What is being asked
Can you quote, word for word, every line from the first line of the records below through the line containing "Target: light blue flag", and nothing else?

Input data
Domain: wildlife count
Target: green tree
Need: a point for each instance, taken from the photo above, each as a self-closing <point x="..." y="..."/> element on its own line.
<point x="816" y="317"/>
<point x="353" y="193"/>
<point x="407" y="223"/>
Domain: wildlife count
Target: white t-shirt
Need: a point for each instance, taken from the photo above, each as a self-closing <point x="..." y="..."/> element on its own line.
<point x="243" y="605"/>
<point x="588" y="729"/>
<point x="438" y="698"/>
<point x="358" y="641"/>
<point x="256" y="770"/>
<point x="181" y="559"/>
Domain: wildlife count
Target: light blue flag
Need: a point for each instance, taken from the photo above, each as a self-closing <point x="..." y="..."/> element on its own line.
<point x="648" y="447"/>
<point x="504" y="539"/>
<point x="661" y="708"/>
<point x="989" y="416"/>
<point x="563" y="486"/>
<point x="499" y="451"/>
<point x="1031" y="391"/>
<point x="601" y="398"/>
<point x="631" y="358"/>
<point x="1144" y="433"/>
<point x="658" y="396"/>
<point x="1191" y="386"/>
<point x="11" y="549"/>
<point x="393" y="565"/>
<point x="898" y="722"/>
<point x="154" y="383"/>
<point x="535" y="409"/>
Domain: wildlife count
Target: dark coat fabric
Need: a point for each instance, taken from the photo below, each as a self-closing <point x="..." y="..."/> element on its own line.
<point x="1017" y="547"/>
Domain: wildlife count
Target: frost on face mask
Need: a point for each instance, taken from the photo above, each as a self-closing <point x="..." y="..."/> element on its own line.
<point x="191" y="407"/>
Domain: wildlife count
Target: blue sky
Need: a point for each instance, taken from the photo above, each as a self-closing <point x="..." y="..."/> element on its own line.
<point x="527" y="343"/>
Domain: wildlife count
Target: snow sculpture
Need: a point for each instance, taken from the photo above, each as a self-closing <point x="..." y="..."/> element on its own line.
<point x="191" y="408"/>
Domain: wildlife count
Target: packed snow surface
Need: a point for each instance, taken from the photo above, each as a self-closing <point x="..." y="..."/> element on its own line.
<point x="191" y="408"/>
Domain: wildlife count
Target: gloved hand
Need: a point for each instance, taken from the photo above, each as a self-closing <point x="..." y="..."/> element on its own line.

Result of the task
Domain: wildlife count
Target: green tree
Need: a point for each instance, taken from the photo above, each as a self-closing <point x="..." y="..."/> element on its own line.
<point x="816" y="317"/>
<point x="353" y="193"/>
<point x="407" y="223"/>
Domain: wildlife count
Target: white t-shirt
Need: a point for each instance, taken from the photo above, each as a self-closing <point x="..." y="..."/> element on its own line.
<point x="243" y="605"/>
<point x="588" y="729"/>
<point x="438" y="698"/>
<point x="358" y="641"/>
<point x="256" y="770"/>
<point x="181" y="559"/>
Domain: wildlife count
Target: light blue flag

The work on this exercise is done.